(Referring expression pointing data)
□ □ □ □ □ □ □

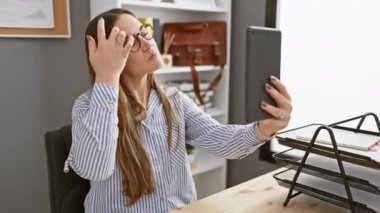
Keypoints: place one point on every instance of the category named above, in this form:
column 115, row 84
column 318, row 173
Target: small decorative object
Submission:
column 190, row 150
column 168, row 58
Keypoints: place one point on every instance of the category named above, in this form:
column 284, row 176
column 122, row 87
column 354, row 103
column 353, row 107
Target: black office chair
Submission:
column 67, row 190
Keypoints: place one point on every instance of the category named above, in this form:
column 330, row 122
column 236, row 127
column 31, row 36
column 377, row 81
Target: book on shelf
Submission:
column 187, row 86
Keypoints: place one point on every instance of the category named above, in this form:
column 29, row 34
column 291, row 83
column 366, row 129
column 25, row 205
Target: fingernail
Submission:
column 263, row 104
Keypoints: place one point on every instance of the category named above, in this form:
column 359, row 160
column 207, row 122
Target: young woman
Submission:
column 129, row 133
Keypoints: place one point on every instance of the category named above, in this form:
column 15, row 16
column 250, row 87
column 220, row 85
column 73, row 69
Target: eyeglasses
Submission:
column 146, row 31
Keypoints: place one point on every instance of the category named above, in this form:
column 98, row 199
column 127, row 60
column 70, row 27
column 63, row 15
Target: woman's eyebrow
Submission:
column 140, row 28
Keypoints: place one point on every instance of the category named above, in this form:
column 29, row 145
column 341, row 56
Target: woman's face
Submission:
column 147, row 59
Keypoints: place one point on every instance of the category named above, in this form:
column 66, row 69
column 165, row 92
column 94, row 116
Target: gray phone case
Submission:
column 263, row 59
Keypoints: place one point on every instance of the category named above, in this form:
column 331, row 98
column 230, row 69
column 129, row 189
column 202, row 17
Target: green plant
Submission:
column 189, row 149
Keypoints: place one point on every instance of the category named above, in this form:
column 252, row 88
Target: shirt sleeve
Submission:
column 227, row 141
column 94, row 133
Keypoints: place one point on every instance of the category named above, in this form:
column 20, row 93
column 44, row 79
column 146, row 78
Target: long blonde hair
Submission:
column 134, row 161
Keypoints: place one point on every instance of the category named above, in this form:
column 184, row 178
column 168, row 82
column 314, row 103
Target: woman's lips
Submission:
column 152, row 56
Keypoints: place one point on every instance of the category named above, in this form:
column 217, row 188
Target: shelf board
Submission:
column 215, row 112
column 172, row 6
column 206, row 162
column 186, row 69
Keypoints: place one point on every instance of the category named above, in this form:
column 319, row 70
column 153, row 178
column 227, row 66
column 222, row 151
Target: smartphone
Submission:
column 263, row 59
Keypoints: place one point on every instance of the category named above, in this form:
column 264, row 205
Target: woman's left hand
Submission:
column 281, row 113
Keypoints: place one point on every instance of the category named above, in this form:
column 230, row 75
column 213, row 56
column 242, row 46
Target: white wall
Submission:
column 330, row 58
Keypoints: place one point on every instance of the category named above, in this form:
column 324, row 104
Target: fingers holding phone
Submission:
column 281, row 113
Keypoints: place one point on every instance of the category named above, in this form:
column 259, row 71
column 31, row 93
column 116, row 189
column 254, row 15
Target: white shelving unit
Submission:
column 210, row 171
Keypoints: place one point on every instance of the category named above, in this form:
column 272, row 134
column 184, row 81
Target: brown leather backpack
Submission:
column 198, row 43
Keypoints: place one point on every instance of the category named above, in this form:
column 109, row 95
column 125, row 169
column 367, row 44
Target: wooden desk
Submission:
column 261, row 195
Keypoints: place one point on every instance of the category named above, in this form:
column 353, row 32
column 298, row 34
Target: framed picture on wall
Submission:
column 35, row 18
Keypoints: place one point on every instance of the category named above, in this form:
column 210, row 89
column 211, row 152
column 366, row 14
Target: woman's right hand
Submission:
column 109, row 56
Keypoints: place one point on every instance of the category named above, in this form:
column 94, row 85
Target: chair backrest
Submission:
column 67, row 190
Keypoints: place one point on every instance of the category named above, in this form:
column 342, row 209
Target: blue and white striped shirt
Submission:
column 93, row 151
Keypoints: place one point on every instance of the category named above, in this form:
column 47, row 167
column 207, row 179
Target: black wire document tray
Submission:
column 364, row 158
column 328, row 191
column 342, row 167
column 358, row 177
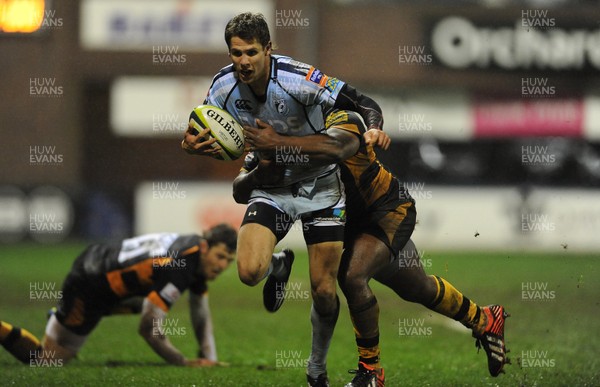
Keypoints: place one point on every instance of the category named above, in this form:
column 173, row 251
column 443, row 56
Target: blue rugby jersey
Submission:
column 296, row 100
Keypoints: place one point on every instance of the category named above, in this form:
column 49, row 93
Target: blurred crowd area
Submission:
column 490, row 93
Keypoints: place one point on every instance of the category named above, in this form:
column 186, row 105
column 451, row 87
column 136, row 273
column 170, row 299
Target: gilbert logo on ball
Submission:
column 223, row 127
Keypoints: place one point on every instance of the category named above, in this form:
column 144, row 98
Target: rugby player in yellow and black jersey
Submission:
column 145, row 274
column 380, row 219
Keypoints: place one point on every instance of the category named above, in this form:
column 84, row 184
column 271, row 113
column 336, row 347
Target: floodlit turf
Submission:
column 552, row 334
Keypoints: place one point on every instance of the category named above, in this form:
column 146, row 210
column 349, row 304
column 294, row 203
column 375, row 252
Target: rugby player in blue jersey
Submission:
column 380, row 220
column 261, row 89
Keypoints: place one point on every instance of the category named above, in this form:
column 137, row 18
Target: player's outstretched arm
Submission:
column 151, row 330
column 203, row 327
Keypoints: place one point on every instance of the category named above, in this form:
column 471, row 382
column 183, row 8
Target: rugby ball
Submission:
column 223, row 127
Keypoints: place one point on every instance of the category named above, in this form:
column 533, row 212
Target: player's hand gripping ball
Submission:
column 223, row 127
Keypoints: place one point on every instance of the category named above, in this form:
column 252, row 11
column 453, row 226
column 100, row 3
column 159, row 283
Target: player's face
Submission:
column 251, row 62
column 215, row 260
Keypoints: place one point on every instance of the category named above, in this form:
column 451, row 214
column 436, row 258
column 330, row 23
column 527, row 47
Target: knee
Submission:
column 421, row 292
column 250, row 272
column 353, row 282
column 324, row 294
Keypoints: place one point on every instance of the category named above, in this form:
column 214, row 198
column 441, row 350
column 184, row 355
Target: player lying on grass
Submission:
column 380, row 220
column 146, row 275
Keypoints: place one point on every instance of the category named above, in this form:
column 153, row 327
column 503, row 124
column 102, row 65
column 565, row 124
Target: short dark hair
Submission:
column 248, row 26
column 221, row 233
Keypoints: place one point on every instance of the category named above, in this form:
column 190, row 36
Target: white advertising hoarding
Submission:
column 154, row 106
column 140, row 25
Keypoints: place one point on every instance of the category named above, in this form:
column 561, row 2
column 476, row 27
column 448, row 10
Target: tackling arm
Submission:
column 334, row 147
column 350, row 99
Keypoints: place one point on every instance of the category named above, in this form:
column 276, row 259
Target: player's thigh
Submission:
column 364, row 256
column 406, row 275
column 324, row 261
column 260, row 231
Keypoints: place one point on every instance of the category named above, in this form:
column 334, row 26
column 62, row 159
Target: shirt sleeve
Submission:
column 350, row 99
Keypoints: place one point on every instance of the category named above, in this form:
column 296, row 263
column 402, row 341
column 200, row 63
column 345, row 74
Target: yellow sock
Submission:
column 5, row 329
column 368, row 351
column 452, row 303
column 19, row 342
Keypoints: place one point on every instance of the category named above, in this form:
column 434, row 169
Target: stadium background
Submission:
column 493, row 108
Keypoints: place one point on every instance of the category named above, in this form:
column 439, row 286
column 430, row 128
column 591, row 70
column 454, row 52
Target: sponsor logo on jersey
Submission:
column 281, row 106
column 316, row 76
column 243, row 105
column 336, row 118
column 331, row 84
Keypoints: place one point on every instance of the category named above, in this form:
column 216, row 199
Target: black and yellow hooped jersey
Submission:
column 367, row 182
column 157, row 266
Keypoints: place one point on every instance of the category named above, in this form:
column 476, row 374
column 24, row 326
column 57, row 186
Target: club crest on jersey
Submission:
column 331, row 84
column 316, row 76
column 281, row 106
column 243, row 105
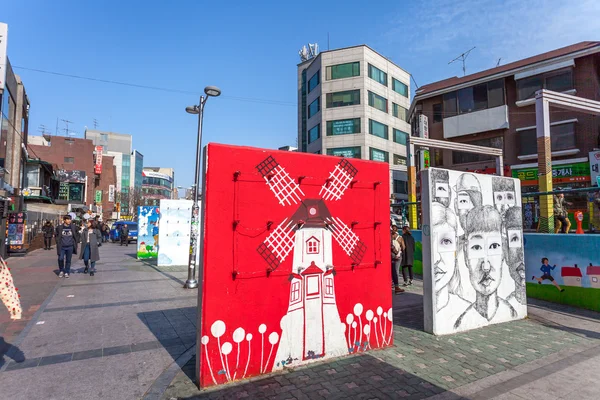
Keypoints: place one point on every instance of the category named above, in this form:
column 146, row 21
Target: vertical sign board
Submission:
column 148, row 232
column 174, row 233
column 473, row 259
column 289, row 241
column 595, row 166
column 3, row 45
column 98, row 165
column 16, row 232
column 111, row 193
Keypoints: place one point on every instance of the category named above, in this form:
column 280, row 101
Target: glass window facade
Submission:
column 378, row 155
column 459, row 157
column 560, row 81
column 400, row 136
column 342, row 99
column 314, row 81
column 378, row 129
column 399, row 112
column 350, row 152
column 377, row 75
column 340, row 71
column 399, row 87
column 314, row 107
column 343, row 127
column 314, row 133
column 437, row 112
column 378, row 102
column 400, row 187
column 399, row 160
column 474, row 98
column 562, row 137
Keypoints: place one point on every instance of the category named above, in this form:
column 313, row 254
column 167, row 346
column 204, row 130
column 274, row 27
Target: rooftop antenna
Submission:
column 67, row 122
column 462, row 58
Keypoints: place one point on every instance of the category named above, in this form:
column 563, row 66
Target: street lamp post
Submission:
column 191, row 282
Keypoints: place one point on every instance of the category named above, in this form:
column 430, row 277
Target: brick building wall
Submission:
column 78, row 154
column 586, row 81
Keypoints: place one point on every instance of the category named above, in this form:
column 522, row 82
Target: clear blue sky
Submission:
column 250, row 50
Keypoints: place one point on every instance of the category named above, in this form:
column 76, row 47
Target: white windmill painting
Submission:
column 312, row 328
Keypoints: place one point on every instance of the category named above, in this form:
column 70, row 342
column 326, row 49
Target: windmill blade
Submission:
column 339, row 180
column 348, row 240
column 278, row 244
column 286, row 189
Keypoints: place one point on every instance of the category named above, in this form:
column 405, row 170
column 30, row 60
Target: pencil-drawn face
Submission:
column 484, row 259
column 444, row 255
column 516, row 265
column 504, row 200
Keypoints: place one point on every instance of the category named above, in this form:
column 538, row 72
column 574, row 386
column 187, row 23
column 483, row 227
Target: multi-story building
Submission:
column 496, row 108
column 14, row 112
column 158, row 183
column 128, row 161
column 80, row 184
column 353, row 102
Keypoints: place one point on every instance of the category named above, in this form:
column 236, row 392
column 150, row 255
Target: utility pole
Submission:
column 462, row 58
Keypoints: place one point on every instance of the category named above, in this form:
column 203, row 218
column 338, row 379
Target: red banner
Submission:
column 98, row 165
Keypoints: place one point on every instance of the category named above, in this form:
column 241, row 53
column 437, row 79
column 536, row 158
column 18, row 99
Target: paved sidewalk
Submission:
column 108, row 336
column 548, row 356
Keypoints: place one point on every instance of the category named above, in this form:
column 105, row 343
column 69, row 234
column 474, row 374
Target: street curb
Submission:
column 31, row 323
column 164, row 380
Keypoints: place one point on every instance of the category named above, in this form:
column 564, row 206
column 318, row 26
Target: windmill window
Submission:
column 312, row 246
column 295, row 294
column 329, row 286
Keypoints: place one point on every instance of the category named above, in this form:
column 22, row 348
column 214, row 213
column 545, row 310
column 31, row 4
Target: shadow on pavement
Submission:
column 174, row 329
column 361, row 377
column 10, row 351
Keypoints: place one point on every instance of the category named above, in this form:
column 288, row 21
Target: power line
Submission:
column 170, row 90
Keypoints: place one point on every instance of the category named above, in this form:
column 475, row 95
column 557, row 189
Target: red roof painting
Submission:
column 593, row 270
column 570, row 271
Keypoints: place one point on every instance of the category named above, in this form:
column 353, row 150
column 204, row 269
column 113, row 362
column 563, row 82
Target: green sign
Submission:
column 573, row 172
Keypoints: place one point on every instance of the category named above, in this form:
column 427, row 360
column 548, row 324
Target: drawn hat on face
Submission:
column 468, row 182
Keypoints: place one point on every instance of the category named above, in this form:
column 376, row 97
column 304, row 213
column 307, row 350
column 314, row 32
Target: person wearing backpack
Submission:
column 396, row 249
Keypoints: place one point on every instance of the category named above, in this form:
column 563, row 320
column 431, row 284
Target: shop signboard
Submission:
column 595, row 166
column 562, row 173
column 342, row 127
column 98, row 165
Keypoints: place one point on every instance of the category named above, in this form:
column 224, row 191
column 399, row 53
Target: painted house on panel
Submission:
column 571, row 276
column 593, row 273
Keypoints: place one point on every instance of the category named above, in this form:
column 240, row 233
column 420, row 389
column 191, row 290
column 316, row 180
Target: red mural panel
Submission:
column 296, row 261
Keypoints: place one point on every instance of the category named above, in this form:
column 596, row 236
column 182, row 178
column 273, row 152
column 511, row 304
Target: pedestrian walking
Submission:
column 547, row 274
column 407, row 255
column 48, row 230
column 563, row 224
column 67, row 238
column 124, row 235
column 91, row 239
column 396, row 249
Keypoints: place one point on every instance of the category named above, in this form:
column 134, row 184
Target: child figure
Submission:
column 547, row 275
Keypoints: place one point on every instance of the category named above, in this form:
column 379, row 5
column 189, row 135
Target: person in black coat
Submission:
column 67, row 238
column 408, row 255
column 48, row 230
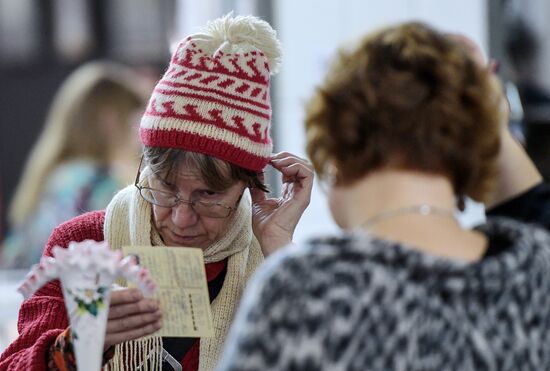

□ □ □ □ □ □ □

In the entries above, restate word for word the lines between the one holding "column 591, row 70" and the one holding "Target: club crest on jersey", inclusive, and nothing besides.

column 591, row 70
column 454, row 52
Target: sponsor logo on jersey
Submission:
column 281, row 106
column 316, row 76
column 243, row 105
column 336, row 118
column 331, row 84
Keypoints: place one point on every instance of the category named above, in this form:
column 216, row 199
Target: black and yellow hooped jersey
Submission:
column 367, row 182
column 157, row 266
Keypoints: place one point on every instance of the category named above, in this form:
column 476, row 374
column 24, row 326
column 57, row 186
Target: club crest on jersey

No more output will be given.